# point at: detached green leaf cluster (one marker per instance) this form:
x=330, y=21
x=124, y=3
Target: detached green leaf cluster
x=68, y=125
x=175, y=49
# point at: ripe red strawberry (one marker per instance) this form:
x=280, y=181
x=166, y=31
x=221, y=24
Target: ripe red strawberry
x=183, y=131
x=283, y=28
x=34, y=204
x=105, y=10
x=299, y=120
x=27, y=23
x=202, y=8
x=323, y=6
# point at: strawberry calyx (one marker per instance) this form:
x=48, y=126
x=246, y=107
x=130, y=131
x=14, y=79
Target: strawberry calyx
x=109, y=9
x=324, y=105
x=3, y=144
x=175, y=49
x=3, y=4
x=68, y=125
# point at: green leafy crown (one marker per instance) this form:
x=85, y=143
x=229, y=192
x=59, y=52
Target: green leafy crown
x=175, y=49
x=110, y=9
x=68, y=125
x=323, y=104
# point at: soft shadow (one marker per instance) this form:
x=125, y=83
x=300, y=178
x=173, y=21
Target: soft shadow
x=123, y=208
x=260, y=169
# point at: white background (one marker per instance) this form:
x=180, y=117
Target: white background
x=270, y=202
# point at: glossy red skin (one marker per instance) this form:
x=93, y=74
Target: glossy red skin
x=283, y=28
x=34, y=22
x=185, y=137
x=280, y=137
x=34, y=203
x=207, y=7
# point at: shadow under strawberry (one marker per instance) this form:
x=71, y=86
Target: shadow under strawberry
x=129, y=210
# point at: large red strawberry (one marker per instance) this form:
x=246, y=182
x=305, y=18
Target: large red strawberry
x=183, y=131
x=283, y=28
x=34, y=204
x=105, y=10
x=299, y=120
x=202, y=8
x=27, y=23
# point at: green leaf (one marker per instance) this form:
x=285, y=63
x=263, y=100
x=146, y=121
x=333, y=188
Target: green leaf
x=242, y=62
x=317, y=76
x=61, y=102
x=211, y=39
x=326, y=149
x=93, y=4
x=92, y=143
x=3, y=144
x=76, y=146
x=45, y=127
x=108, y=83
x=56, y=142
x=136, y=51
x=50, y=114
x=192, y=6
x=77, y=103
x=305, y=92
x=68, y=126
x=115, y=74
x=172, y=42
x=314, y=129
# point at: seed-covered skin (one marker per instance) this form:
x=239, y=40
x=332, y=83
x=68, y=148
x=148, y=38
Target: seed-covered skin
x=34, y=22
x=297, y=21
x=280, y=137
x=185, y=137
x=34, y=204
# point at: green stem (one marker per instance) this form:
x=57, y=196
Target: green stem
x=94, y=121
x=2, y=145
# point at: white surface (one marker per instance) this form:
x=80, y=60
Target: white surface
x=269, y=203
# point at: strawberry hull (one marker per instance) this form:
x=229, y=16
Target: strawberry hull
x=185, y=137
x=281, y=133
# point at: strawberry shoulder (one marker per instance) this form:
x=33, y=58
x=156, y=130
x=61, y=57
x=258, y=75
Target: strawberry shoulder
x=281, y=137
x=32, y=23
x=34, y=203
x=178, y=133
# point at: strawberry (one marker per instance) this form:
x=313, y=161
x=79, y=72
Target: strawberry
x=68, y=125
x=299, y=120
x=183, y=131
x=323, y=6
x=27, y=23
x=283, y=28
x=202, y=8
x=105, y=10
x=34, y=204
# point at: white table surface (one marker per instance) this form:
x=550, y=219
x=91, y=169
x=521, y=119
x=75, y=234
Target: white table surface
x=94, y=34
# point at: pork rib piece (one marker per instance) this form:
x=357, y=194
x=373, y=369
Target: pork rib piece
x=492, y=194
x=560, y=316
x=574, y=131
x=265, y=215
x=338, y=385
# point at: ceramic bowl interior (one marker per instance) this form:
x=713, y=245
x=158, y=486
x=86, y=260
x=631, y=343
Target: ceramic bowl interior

> [Action item] Restate all entries above verbatim.

> [Worked solution]
# point at: detached green leaf cluster (one marker per instance) this form:
x=330, y=21
x=124, y=3
Target: detached green leaf cluster
x=68, y=125
x=175, y=49
# point at: ripe red strawberry (one marker per instance) this form:
x=280, y=181
x=166, y=31
x=221, y=24
Target: ripe red strawberry
x=183, y=131
x=283, y=28
x=34, y=204
x=105, y=10
x=299, y=120
x=27, y=23
x=202, y=8
x=323, y=6
# point at: strawberry calyx (one marker per instance) this form:
x=48, y=126
x=246, y=107
x=130, y=131
x=14, y=79
Target: strawberry calyx
x=109, y=9
x=324, y=105
x=3, y=144
x=175, y=49
x=3, y=4
x=68, y=125
# point at: green leafy crown (one marker per instance) this form:
x=85, y=143
x=229, y=192
x=59, y=52
Target: green leafy crown
x=175, y=49
x=110, y=9
x=68, y=125
x=323, y=104
# point at: soft shadow (one marker per instance) this form:
x=125, y=83
x=300, y=178
x=173, y=21
Target: soft shadow
x=123, y=208
x=260, y=169
# point at: white background (one marker per instance) this form:
x=180, y=117
Target: white background
x=270, y=202
# point at: glossy red skin (one marker per instance) this form:
x=93, y=74
Target: glossy red skin
x=283, y=28
x=34, y=22
x=185, y=137
x=280, y=137
x=34, y=203
x=207, y=7
# point at: shadow under strawberry (one marker per instance) this form:
x=71, y=86
Target: shadow under strawberry
x=129, y=210
# point at: large red strawberry (one marker per instance) this form:
x=246, y=182
x=305, y=18
Target: large red strawberry
x=183, y=131
x=283, y=28
x=34, y=204
x=105, y=10
x=299, y=120
x=202, y=8
x=27, y=23
# point at: green leaf (one marker per instance) this form:
x=285, y=63
x=263, y=100
x=146, y=121
x=333, y=188
Target: green leaf
x=242, y=62
x=317, y=76
x=61, y=102
x=211, y=39
x=326, y=149
x=93, y=4
x=92, y=143
x=3, y=144
x=76, y=146
x=45, y=127
x=108, y=83
x=56, y=142
x=136, y=51
x=50, y=114
x=192, y=6
x=77, y=103
x=305, y=92
x=68, y=126
x=115, y=74
x=172, y=42
x=314, y=129
# point at: seed-covered skin (one marker per instance) this form:
x=239, y=40
x=332, y=83
x=68, y=148
x=148, y=38
Target: seed-covered skin
x=34, y=22
x=297, y=21
x=280, y=137
x=185, y=137
x=34, y=204
# point at: green stem (one marker per instance) this form:
x=57, y=196
Target: green stem
x=94, y=121
x=2, y=145
# point at: white surface (one marker per instance) this form:
x=80, y=60
Target: white surface
x=269, y=203
# point at: strawberry hull (one marker per instance) this form:
x=229, y=16
Target: strawberry hull
x=185, y=137
x=281, y=133
# point at: strawberry shoulder (one marker per instance) this form:
x=33, y=58
x=156, y=130
x=61, y=57
x=258, y=75
Target: strawberry shoulder
x=281, y=137
x=32, y=23
x=34, y=203
x=178, y=133
# point at: strawberry (one marker per instance) this form:
x=313, y=161
x=79, y=72
Target: strawberry
x=68, y=125
x=299, y=120
x=183, y=131
x=323, y=6
x=27, y=23
x=283, y=28
x=202, y=8
x=105, y=10
x=34, y=204
# point at: white table surface (one marker per instance) this form:
x=550, y=219
x=91, y=169
x=521, y=119
x=75, y=234
Target: white table surface
x=94, y=34
# point at: pork rib piece (one marker per instance) this form:
x=357, y=194
x=373, y=369
Target: pork rib piece
x=492, y=194
x=560, y=316
x=574, y=131
x=265, y=215
x=338, y=385
# point at: ceramic bowl interior (one marker per instance) this form:
x=713, y=245
x=158, y=486
x=86, y=260
x=631, y=343
Target: ceramic bowl interior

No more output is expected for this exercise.